• PAGE EXTRACT:

•••••

Tuesday, April 21, 2015

Game of Thrones, Season 5, Episode 2: The House of Black and White



Braavos

Arya arrives in the city, having fled the Westeros, the Hound and Brienne last season. She is heading to the House of Black and White to find Jaqen H’ghar, the face changing killer.

She knocks and the door is opened by a silent man – she tries to recite “Valar Morghulis” to him since that seems to be a catch all phrase to get anything done in Braavos (well it beats “swordfish”). She tries showing off Jaqen’s coin but this just gets the door closed in her face

Hey maybe she should have tried “swordfish.” She sits on the steps until night falls and she does her nightly recital of her death list. She chants it all night (really, I’m sure the list is longer than this). In the morning she leaves, throwing Jaqen’s coin in to the water

Arya takes to killing pigeons when some street kids try to steal her sword. She’s suitably menacing in the face of them – and it’s witnessed by the silent man from the Hours of Black and White. He returns the coin to her which she had thrown in the water – and changes his face to become Jaqen H’ghar (what, you thought we nearly had another POC character?). He reminds her he is “no-one” which is what she must become.



The Kingsroad

Podrik is still being massively optimistic and cheerful while Brienne is trying to glower the world into submission. They’re eating in the same inn as Sansa and Petyr and Sansa keeps asking questions about Petyr’s plotting (and adding “cunningly observant” to her growing list of skills), learning that Petyr has proposed marriage to someone – and been accepted. Podrik is also pretty observant – and tells Brienne that he has seen Sansa. Podrik tries to get Brienne to be subtle and restrained or at least ptient.

She goes and makes her dramatic pledge to Sansa that she swore to protect her. Petyr is there to fling mud, pointing out that other people Brienne has sworn to protect didn’t exactly live long lives (Brienne telling them Renly was killed by a shadow with Stannis’s face doesn’t help her much). Sansa isn’t impressed (suspicion, because she saw Brienne bow to Joffrey or Littlefinger’s disapproval) and tells Brienne to leave. To be fair, Brienne does have a terrible track record. Brienne does so – but not before punching out a knight and freeing several horses, slicing a Vale Knight then riding off with Poderik. She slaughters a couple of more knights saving poor Poderik.

•••••

• WORK INSTRUCTIONS:
1/ In the episode recap, rewrite the passage that opens with "Arya arrives in" and closes with "face changing killer.", swapping "killer" for "assassin".
2/ According to the episode recap, what does Arya throw into the water when she leaves in the morning?

•••••

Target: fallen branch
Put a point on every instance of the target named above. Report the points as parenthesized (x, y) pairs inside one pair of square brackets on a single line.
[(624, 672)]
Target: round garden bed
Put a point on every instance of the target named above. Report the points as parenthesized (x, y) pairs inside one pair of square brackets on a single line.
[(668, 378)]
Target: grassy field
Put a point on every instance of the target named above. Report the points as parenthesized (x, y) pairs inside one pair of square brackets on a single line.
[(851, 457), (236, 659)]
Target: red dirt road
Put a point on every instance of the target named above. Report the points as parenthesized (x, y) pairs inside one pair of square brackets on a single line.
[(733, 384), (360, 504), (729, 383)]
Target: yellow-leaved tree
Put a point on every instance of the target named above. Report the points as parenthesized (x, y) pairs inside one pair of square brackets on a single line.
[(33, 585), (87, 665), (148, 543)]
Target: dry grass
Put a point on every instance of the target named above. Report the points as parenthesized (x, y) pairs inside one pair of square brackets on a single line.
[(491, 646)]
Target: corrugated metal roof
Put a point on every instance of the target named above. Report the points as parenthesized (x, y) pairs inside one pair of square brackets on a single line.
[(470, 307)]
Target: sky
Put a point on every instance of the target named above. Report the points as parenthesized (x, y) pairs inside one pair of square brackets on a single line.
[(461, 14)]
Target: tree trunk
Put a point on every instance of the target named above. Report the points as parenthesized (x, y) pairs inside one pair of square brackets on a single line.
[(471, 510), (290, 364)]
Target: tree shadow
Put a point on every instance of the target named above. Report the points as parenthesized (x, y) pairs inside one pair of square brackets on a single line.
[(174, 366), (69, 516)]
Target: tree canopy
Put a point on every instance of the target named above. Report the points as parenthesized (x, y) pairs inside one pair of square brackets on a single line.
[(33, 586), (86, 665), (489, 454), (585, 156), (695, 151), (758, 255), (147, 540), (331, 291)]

•••••

• RESULTS OF THE TASKS:
1/
Arya arrives in the city, having fled the Westeros, the Hound and Brienne last season. She is heading to the House of Black and White to find Jaqen H’ghar, the face changing assassin.

2/ Jaqen’s coin.